Using the entries below, transcribe exactly the line containing "Mark the sunglasses" and each line that follows it to the end.

--- Start ---

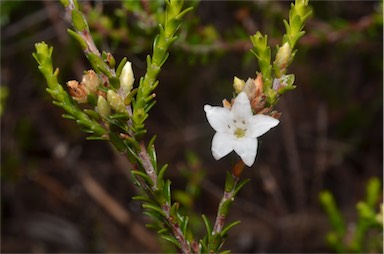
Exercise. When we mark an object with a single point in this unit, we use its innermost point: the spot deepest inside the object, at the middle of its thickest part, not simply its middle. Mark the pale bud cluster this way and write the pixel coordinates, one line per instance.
(283, 56)
(253, 88)
(116, 99)
(105, 101)
(88, 85)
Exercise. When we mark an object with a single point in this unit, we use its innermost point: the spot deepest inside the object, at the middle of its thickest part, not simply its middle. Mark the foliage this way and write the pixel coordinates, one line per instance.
(367, 232)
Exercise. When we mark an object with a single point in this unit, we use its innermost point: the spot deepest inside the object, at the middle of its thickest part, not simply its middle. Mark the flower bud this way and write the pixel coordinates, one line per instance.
(115, 101)
(90, 81)
(126, 79)
(238, 84)
(250, 88)
(282, 56)
(103, 107)
(78, 92)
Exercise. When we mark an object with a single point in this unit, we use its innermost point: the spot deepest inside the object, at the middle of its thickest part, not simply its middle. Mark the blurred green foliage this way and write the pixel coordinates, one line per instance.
(364, 235)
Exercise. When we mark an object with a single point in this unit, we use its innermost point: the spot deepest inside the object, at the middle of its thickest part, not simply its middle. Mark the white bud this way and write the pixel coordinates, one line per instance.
(238, 84)
(126, 79)
(103, 107)
(115, 101)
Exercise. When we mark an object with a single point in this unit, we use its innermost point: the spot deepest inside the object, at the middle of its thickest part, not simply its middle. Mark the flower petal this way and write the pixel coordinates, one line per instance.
(218, 117)
(222, 144)
(260, 124)
(241, 108)
(246, 148)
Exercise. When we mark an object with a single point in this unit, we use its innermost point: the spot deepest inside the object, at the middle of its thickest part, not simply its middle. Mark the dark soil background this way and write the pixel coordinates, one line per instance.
(61, 193)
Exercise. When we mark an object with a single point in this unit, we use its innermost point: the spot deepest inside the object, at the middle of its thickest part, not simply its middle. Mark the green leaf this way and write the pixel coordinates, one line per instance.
(240, 185)
(229, 182)
(171, 239)
(79, 21)
(167, 191)
(160, 175)
(117, 142)
(155, 208)
(121, 66)
(226, 229)
(208, 227)
(144, 176)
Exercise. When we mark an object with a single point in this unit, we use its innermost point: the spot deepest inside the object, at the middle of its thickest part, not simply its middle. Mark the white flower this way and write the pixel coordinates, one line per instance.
(237, 129)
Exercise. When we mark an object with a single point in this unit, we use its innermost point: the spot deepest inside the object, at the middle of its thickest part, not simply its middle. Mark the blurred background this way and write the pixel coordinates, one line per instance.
(62, 193)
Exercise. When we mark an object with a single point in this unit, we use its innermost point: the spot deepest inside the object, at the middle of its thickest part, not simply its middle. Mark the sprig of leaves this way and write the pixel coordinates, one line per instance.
(275, 80)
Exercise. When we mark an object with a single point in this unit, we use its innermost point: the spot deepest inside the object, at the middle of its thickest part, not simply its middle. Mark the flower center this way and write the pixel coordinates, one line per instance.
(239, 133)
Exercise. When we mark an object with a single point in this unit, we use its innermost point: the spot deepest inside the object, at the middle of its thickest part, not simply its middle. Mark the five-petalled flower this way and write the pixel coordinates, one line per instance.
(237, 129)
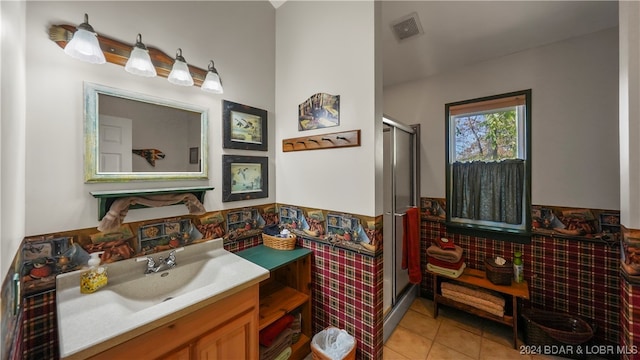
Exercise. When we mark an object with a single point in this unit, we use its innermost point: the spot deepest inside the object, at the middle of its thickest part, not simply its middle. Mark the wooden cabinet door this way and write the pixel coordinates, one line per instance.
(233, 340)
(182, 354)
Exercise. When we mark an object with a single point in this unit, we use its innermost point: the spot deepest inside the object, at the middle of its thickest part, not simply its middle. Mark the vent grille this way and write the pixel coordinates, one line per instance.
(407, 27)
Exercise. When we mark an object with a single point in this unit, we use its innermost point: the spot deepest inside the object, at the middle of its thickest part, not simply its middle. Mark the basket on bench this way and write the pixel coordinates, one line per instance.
(498, 274)
(279, 243)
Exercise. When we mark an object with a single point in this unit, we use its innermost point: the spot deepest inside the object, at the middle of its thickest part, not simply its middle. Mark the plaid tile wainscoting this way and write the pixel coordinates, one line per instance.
(347, 294)
(564, 275)
(630, 313)
(39, 328)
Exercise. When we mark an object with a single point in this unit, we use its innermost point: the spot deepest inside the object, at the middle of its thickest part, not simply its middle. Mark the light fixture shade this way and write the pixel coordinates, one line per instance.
(84, 44)
(139, 62)
(180, 74)
(212, 82)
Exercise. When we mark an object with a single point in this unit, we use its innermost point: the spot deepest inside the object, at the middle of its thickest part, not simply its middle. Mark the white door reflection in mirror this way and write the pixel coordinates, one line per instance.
(115, 144)
(157, 144)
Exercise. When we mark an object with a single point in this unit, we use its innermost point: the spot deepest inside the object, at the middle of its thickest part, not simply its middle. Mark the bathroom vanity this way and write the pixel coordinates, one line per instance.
(207, 305)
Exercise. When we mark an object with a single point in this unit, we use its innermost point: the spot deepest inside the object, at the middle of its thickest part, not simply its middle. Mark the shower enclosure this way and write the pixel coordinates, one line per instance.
(401, 192)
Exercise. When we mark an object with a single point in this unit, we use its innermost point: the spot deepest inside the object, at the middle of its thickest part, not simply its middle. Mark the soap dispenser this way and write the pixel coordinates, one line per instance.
(95, 277)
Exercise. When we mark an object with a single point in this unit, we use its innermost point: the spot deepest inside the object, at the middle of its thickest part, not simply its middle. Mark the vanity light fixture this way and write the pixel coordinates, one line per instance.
(84, 44)
(121, 53)
(139, 62)
(212, 83)
(179, 74)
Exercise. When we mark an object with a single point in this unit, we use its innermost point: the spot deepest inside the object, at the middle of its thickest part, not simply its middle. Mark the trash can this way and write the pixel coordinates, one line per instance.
(333, 344)
(566, 332)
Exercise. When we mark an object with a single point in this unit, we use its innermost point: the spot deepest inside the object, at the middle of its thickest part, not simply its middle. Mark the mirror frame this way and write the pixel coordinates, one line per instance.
(91, 136)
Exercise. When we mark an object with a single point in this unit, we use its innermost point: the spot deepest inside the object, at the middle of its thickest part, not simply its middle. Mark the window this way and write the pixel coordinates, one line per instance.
(488, 166)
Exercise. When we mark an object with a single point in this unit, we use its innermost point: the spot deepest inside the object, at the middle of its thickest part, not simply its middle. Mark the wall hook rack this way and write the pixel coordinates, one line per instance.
(324, 141)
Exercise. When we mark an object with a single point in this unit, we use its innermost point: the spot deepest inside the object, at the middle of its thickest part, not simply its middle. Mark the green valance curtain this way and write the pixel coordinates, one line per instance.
(490, 191)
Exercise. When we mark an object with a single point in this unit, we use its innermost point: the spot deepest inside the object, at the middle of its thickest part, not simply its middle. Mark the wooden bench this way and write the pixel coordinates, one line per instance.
(478, 278)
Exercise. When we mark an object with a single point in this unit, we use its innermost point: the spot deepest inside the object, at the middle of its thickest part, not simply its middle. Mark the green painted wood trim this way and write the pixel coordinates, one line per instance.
(106, 198)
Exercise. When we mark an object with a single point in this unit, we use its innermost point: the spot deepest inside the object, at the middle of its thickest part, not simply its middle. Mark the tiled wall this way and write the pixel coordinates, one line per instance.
(630, 332)
(565, 275)
(347, 294)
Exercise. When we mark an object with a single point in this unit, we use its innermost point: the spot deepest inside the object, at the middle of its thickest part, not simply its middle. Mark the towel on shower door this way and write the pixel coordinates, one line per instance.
(411, 245)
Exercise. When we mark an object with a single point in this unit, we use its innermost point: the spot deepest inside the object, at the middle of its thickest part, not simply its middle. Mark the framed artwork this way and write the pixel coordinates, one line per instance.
(244, 177)
(320, 110)
(244, 127)
(193, 155)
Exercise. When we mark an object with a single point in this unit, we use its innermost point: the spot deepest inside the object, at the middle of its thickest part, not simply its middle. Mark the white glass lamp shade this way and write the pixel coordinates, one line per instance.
(84, 44)
(139, 62)
(180, 74)
(212, 82)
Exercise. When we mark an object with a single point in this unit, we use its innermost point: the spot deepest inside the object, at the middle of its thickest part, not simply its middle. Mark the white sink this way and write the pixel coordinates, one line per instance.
(204, 274)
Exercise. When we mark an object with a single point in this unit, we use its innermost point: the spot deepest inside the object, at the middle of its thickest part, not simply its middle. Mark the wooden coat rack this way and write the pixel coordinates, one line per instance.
(324, 141)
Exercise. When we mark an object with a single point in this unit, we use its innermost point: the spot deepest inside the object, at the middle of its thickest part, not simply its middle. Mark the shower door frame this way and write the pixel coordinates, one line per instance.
(400, 302)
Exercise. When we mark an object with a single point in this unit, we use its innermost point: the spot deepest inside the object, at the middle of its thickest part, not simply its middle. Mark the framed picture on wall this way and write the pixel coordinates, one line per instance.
(244, 127)
(319, 111)
(244, 177)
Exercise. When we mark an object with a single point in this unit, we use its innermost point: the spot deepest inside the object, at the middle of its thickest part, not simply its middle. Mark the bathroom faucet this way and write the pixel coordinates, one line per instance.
(164, 264)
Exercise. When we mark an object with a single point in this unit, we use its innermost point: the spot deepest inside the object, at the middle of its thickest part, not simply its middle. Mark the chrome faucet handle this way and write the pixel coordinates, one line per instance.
(150, 263)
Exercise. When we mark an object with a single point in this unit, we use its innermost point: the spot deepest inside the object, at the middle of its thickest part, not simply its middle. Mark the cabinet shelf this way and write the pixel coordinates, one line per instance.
(277, 300)
(288, 289)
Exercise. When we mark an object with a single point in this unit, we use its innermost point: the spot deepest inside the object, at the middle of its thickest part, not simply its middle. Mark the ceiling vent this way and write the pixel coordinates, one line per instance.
(407, 27)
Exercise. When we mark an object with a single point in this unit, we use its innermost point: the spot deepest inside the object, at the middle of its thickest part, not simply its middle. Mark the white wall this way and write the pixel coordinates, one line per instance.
(238, 36)
(334, 55)
(629, 114)
(574, 117)
(12, 130)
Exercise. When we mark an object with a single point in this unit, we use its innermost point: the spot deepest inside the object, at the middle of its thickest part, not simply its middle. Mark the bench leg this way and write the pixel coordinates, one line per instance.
(515, 321)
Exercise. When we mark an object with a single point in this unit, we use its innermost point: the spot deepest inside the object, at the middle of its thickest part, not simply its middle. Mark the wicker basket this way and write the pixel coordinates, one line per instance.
(498, 274)
(318, 355)
(279, 243)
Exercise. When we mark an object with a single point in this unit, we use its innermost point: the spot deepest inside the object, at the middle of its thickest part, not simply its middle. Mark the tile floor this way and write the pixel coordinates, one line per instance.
(453, 335)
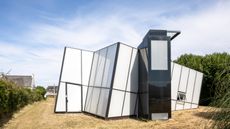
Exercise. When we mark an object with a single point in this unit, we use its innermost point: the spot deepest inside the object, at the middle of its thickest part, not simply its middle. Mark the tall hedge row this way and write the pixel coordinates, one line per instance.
(216, 84)
(13, 97)
(216, 69)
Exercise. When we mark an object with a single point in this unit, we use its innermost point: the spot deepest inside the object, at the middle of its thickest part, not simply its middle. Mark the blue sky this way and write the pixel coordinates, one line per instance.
(34, 33)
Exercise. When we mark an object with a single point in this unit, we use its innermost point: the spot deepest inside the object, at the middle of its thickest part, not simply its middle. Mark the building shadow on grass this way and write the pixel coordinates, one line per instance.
(4, 119)
(213, 115)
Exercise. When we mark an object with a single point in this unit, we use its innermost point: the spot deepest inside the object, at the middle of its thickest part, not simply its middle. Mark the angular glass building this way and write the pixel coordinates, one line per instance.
(123, 81)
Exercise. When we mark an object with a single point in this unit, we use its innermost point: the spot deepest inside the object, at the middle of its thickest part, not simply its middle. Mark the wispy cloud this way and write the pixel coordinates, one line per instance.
(39, 48)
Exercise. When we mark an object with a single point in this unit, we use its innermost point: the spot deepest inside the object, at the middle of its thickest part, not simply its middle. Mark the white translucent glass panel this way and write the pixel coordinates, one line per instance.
(71, 71)
(175, 80)
(100, 67)
(198, 83)
(102, 104)
(61, 99)
(191, 82)
(194, 106)
(187, 106)
(116, 103)
(94, 68)
(88, 99)
(108, 71)
(129, 104)
(172, 65)
(74, 98)
(84, 96)
(87, 57)
(133, 73)
(122, 68)
(179, 106)
(159, 54)
(184, 79)
(173, 105)
(94, 101)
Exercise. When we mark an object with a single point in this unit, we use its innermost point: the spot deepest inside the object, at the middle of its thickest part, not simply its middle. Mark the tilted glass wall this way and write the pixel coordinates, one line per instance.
(186, 87)
(73, 82)
(100, 81)
(113, 81)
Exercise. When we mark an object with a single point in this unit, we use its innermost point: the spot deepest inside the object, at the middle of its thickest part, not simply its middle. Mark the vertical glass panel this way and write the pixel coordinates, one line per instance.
(191, 82)
(88, 99)
(94, 68)
(116, 103)
(100, 68)
(86, 66)
(129, 105)
(133, 73)
(194, 106)
(71, 71)
(159, 55)
(109, 66)
(74, 98)
(123, 61)
(102, 104)
(94, 101)
(173, 105)
(184, 79)
(84, 95)
(61, 100)
(179, 106)
(187, 106)
(198, 83)
(175, 81)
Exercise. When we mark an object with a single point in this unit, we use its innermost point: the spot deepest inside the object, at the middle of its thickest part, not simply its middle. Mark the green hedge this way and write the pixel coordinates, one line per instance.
(13, 97)
(216, 69)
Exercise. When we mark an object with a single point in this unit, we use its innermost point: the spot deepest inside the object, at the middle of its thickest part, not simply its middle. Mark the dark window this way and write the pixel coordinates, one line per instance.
(181, 96)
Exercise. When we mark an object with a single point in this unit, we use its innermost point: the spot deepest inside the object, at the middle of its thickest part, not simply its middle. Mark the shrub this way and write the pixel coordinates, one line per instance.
(13, 97)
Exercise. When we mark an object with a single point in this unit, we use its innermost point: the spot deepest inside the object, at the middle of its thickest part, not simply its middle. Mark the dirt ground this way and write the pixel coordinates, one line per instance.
(40, 115)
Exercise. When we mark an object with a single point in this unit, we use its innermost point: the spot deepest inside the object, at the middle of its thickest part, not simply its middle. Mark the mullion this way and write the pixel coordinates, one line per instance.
(102, 79)
(59, 83)
(127, 82)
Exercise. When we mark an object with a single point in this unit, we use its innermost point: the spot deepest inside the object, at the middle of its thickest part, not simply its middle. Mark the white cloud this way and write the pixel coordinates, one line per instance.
(204, 31)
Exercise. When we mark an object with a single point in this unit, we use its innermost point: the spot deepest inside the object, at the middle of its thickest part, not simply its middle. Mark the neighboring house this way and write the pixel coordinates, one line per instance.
(22, 80)
(51, 91)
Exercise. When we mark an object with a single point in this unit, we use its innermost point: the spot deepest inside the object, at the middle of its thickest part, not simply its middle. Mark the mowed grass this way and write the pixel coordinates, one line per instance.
(40, 115)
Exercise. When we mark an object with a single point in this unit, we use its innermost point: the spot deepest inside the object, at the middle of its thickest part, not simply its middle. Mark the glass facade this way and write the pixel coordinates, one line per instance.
(120, 80)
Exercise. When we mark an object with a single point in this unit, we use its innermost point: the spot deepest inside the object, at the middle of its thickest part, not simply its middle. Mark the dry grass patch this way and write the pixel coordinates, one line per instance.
(40, 115)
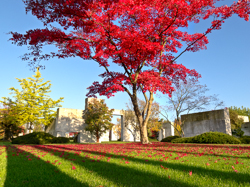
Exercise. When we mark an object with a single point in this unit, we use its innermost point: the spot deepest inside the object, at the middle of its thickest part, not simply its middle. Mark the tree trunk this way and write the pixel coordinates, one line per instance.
(97, 137)
(144, 134)
(7, 135)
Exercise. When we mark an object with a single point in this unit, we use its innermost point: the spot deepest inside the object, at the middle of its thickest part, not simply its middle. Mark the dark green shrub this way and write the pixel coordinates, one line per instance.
(61, 140)
(215, 138)
(209, 138)
(169, 138)
(182, 140)
(238, 132)
(245, 139)
(39, 138)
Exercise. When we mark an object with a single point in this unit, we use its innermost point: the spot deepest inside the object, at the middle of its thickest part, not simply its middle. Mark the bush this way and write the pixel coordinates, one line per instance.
(60, 140)
(209, 138)
(182, 140)
(169, 138)
(39, 138)
(245, 139)
(238, 132)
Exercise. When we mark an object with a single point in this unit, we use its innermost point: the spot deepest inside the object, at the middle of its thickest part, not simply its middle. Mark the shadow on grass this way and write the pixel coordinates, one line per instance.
(196, 146)
(36, 172)
(240, 178)
(121, 175)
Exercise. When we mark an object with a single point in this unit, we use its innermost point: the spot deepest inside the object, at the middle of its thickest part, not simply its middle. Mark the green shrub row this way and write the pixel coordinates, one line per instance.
(209, 138)
(39, 138)
(245, 139)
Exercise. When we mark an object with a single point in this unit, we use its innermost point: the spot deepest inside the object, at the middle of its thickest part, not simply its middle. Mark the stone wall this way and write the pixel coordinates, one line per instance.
(245, 118)
(246, 128)
(198, 123)
(167, 130)
(71, 120)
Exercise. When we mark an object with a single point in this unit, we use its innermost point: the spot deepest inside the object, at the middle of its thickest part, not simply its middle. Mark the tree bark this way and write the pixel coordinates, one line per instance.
(7, 135)
(97, 137)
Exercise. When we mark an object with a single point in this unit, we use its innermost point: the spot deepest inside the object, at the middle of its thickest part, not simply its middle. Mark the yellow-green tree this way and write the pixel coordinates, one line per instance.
(37, 107)
(9, 119)
(98, 118)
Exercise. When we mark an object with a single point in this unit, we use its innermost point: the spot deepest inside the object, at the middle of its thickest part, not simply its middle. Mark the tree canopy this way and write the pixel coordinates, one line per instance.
(143, 37)
(34, 101)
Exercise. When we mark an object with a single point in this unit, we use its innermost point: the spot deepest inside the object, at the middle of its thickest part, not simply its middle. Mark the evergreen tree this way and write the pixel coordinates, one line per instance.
(98, 117)
(37, 106)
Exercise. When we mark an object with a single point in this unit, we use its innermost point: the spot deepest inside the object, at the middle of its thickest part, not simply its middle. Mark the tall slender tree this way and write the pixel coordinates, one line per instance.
(37, 107)
(141, 36)
(98, 118)
(10, 119)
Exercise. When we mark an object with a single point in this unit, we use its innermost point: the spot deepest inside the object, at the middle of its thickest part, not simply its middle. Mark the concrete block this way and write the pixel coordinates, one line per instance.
(198, 123)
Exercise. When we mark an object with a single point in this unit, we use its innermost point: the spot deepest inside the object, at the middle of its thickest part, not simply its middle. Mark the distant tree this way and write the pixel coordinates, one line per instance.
(117, 128)
(188, 96)
(37, 106)
(98, 118)
(144, 38)
(131, 123)
(10, 119)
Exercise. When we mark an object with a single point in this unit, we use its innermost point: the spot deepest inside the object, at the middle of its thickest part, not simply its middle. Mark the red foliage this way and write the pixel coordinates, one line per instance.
(140, 36)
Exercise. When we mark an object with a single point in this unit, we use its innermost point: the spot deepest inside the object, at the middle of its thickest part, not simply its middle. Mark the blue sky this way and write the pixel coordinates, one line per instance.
(224, 66)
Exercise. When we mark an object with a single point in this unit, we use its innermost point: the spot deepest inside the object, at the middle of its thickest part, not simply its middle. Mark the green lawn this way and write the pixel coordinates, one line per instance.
(129, 164)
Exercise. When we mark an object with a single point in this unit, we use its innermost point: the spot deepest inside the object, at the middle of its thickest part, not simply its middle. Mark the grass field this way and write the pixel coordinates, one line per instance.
(130, 164)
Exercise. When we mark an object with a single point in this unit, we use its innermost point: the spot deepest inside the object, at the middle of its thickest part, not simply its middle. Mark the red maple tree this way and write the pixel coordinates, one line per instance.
(141, 36)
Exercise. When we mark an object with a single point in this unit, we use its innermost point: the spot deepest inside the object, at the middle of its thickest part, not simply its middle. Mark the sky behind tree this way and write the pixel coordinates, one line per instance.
(224, 66)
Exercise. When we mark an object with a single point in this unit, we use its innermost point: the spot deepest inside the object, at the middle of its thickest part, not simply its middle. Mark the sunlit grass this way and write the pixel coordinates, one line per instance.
(130, 164)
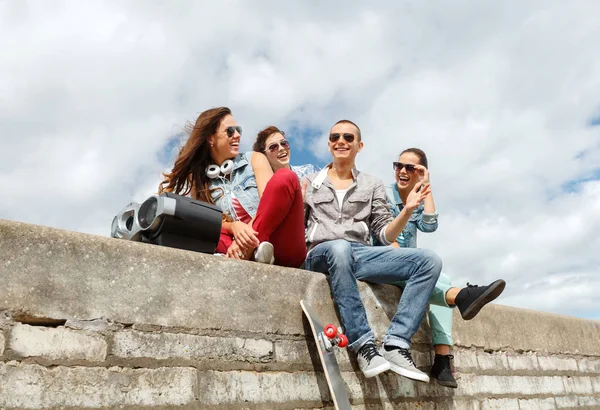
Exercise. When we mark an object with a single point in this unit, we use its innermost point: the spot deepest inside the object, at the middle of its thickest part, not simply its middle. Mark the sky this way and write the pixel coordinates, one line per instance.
(504, 97)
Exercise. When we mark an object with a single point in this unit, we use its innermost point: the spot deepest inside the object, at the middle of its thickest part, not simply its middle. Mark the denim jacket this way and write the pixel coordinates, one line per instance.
(364, 210)
(242, 184)
(418, 220)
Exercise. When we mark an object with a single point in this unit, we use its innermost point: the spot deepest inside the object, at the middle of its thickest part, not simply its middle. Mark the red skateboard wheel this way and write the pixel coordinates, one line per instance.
(330, 331)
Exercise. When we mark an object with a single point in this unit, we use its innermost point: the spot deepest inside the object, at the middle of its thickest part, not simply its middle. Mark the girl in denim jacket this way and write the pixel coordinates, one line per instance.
(411, 169)
(263, 212)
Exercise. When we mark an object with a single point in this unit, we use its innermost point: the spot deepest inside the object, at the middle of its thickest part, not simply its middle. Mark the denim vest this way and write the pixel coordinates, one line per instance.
(241, 184)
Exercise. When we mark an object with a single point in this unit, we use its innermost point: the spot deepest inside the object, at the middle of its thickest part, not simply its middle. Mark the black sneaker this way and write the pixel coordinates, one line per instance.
(471, 299)
(441, 370)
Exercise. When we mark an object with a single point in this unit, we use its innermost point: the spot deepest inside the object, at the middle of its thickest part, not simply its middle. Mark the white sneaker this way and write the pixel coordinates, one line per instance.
(370, 360)
(401, 362)
(265, 253)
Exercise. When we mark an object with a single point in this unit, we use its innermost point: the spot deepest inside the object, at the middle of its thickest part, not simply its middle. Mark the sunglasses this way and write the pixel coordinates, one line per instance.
(335, 137)
(274, 147)
(409, 167)
(231, 130)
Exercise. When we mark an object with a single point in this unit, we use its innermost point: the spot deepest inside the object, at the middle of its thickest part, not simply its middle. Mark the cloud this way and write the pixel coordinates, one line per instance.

--- End ---

TASK ANSWER:
Exercise. When we mark an object with a single point in this unit, we use its innermost point: the spot deepest inside the object, at the middle of its thickest part, not simply its middle. Mark the sunglasses this way and write the pixel coordinates, one line per instance.
(335, 137)
(274, 147)
(409, 167)
(231, 130)
Exercise. When we mark an object with a single point in this unit, we use its innermost point: the spot deepest inside the object, at the middle of its thickest part, not simply its middle. Mark the cloud this way and write the pixel coordinates, one line per instance.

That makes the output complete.